Exercise description »
Duplicate the part of the article about real estate syndications that begins with "Brennan Schlagbaum recognizes" and ends after "real estate syndications.".

Given text »
·····
A self-made millionaire who 'hates real estate' shares the investment strategy he used to get in without having to manage property

21 December 2024 at 03:52
brennan Schlagbaum
Brennan Schlagbaum quit his CPA job in 2021 to run his business, Budgetdog, full-time.

Courtesy of Brennan Schlagbaum

  • Brennan Schlagbaum has zero interest in managing properties but wants exposure to real estate.
  • His solution is to invest in real estate syndications, which are completely hands-off.
  • This is when a group of investors pool capital to purchase a single investment.

Brennan Schlagbaum recognizes the advantages of real estate — from the tax benefits to portfolio diversification — but he's not willing to buy and manage an investment property.

He says he has his hands full with simply maintaining a primary residence: "I hate real estate with a passion. If something breaks in my house, I call somebody."

To benefit from real estate without having to actually own and operate properties, he invests in real estate syndications.
·····
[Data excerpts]
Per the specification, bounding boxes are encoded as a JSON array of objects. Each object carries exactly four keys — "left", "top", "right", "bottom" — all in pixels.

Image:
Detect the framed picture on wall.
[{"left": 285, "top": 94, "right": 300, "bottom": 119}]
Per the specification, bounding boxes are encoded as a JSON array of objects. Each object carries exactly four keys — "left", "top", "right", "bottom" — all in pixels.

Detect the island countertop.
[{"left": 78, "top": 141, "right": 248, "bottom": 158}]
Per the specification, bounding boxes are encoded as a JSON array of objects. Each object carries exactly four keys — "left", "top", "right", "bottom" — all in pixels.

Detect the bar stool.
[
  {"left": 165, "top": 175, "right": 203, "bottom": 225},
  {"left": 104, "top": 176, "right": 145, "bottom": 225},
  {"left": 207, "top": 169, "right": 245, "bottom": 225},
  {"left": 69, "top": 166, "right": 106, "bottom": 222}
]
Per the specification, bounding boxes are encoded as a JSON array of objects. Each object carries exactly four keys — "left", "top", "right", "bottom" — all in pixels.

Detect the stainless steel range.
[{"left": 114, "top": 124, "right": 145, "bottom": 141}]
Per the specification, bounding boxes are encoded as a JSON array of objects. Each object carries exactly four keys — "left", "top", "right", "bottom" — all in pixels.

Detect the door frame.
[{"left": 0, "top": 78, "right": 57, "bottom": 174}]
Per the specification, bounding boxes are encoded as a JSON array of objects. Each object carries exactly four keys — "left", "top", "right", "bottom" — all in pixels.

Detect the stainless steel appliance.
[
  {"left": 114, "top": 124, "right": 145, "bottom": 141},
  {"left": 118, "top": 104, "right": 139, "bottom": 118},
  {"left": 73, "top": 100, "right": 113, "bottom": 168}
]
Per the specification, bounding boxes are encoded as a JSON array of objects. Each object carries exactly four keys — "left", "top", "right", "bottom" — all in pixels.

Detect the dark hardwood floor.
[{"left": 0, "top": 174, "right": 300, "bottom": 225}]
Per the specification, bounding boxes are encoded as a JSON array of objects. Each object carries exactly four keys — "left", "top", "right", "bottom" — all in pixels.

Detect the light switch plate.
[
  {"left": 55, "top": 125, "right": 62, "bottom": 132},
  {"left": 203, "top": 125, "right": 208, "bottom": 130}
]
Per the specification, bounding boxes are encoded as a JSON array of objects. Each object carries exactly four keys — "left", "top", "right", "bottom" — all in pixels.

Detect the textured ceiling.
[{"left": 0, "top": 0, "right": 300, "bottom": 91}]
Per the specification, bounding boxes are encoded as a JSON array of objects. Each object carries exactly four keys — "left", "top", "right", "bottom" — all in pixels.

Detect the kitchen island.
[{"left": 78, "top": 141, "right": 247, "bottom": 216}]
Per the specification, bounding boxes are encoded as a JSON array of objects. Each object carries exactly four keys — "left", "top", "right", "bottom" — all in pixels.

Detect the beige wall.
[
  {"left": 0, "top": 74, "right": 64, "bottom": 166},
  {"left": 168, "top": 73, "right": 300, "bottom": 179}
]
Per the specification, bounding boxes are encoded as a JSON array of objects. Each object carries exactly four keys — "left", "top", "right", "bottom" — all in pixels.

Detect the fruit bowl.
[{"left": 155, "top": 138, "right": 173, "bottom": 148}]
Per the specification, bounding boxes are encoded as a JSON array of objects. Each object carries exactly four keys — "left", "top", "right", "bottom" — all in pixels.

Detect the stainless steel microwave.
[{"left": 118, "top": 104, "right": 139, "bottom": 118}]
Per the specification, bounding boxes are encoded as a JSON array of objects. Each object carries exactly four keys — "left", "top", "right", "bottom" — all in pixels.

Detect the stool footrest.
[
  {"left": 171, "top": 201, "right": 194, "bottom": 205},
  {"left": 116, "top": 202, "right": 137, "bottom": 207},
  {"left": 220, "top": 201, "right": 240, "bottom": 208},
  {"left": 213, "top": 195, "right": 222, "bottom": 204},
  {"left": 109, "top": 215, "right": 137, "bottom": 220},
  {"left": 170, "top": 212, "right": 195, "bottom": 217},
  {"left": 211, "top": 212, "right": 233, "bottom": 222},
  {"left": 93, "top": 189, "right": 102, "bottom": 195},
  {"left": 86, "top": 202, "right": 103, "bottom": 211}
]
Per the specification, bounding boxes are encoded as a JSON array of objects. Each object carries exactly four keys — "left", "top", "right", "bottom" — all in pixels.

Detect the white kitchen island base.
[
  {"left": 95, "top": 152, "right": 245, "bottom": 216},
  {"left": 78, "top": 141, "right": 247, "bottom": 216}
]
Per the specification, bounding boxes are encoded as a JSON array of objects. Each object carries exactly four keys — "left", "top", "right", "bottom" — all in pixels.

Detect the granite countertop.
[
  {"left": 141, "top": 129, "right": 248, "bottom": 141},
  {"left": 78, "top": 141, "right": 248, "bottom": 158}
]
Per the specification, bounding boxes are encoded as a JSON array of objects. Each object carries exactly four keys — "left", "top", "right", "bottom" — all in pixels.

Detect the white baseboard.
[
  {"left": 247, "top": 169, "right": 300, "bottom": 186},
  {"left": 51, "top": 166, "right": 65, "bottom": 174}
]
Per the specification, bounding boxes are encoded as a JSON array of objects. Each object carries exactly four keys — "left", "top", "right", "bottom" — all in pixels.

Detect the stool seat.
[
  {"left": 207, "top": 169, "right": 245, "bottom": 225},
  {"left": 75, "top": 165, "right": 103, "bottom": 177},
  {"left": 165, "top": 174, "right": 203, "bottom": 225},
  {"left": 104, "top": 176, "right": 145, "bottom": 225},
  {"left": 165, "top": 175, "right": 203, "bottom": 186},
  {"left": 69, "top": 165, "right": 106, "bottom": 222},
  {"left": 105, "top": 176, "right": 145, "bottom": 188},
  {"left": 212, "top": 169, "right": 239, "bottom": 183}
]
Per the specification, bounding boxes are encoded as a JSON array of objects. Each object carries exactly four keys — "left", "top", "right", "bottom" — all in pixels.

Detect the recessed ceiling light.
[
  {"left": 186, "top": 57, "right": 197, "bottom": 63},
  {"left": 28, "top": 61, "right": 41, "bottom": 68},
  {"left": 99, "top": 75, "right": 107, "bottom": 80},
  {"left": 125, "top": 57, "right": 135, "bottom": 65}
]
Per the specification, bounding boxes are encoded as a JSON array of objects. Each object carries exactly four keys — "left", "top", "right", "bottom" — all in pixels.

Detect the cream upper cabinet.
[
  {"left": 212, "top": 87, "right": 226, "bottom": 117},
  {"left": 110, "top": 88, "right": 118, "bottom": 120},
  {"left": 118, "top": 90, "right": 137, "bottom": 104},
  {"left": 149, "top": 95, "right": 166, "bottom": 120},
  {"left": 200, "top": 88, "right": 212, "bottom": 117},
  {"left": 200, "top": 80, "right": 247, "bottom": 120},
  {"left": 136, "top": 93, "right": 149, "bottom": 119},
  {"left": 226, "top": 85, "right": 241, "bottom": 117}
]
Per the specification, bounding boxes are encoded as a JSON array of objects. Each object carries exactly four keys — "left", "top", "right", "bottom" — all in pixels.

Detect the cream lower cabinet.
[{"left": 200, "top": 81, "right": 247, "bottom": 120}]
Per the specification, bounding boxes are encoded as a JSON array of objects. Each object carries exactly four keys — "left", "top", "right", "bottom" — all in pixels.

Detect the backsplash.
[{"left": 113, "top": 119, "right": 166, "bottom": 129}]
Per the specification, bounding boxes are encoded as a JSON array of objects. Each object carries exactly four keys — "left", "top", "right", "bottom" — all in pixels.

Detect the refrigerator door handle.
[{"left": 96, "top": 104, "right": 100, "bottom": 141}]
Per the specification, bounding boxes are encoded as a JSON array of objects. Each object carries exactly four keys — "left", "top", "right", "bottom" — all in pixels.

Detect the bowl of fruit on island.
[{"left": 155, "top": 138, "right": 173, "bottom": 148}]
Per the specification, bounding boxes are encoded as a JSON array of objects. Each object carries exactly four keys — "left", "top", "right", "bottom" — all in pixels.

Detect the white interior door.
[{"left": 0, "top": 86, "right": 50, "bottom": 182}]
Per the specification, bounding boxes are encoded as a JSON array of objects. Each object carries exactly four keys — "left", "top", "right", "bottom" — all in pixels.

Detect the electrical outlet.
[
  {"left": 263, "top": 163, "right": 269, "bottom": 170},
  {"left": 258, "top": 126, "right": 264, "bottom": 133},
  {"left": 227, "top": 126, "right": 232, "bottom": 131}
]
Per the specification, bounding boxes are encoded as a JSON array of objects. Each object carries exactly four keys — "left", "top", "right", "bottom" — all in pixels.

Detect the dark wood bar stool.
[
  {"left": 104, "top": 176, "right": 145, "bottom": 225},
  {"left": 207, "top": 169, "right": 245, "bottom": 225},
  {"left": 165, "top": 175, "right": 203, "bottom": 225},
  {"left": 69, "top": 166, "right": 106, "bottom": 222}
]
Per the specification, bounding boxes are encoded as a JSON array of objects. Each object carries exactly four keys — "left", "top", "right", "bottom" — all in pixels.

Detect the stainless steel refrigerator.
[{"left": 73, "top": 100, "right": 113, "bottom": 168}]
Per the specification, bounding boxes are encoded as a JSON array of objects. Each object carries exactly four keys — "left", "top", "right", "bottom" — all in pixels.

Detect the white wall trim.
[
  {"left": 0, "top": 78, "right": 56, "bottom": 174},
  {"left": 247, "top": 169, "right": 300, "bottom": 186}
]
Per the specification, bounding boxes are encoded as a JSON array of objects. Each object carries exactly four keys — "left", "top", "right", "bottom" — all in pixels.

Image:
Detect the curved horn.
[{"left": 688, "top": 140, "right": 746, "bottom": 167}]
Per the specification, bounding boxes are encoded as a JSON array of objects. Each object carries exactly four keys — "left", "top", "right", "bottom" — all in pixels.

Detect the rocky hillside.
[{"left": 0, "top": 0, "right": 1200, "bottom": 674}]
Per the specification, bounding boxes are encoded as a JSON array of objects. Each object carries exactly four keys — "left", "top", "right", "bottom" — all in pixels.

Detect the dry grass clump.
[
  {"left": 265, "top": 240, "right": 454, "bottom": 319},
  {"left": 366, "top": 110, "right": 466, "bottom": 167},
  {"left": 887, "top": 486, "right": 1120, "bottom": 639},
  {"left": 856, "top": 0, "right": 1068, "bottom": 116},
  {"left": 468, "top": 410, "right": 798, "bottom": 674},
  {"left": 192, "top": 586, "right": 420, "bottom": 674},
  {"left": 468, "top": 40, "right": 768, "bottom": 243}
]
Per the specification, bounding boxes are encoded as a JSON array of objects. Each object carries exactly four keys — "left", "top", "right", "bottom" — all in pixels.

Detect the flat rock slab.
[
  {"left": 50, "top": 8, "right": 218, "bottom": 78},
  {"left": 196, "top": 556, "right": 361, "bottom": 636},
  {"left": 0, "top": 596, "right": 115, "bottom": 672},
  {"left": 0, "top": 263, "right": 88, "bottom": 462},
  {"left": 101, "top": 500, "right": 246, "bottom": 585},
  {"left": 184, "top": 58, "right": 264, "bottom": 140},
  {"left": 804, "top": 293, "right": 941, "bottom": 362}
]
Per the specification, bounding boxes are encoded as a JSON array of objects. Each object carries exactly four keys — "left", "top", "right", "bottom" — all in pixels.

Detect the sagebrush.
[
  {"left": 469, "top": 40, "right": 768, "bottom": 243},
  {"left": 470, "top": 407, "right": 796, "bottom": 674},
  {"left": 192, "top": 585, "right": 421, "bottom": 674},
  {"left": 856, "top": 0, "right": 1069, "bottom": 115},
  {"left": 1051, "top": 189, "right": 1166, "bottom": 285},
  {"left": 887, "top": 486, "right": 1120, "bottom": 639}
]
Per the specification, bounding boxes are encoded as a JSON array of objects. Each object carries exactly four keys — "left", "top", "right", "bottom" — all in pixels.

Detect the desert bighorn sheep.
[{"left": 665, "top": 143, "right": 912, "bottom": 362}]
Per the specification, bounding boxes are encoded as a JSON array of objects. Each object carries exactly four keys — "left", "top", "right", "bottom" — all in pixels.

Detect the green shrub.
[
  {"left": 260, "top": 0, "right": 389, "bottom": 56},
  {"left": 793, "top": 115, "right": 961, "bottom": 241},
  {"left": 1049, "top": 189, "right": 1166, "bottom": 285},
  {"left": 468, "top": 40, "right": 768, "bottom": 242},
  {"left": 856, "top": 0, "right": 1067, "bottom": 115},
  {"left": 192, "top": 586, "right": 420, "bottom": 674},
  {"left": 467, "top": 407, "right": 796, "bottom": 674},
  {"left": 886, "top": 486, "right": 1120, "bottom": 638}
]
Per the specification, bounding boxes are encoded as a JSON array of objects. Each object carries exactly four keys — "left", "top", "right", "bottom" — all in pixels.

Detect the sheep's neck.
·····
Task answer »
Brennan Schlagbaum recognizes the advantages of real estate — from the tax benefits to portfolio diversification — but he's not willing to buy and manage an investment property.

He says he has his hands full with simply maintaining a primary residence: "I hate real estate with a passion. If something breaks in my house, I call somebody."

To benefit from real estate without having to actually own and operate properties, he invests in real estate syndications.